* WHAT THE TASK REQUIRES
Recast all of the material below as a two-column CSV headed instruction and result. Give each text its own row with its answer beside it, both in quoted fields and with line breaks replaced by spaces.

* SUPPLIED ENTRIES
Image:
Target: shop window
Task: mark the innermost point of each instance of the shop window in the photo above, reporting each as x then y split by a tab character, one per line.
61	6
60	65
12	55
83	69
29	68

* COMPLETED EXERCISE
instruction,result
"Image: Target: shop window Task: mark the innermost point of each instance of the shop window in the photo above, reporting each as x then y split by a tab character, one per line.","61	6 60	65 12	55 83	69 29	68"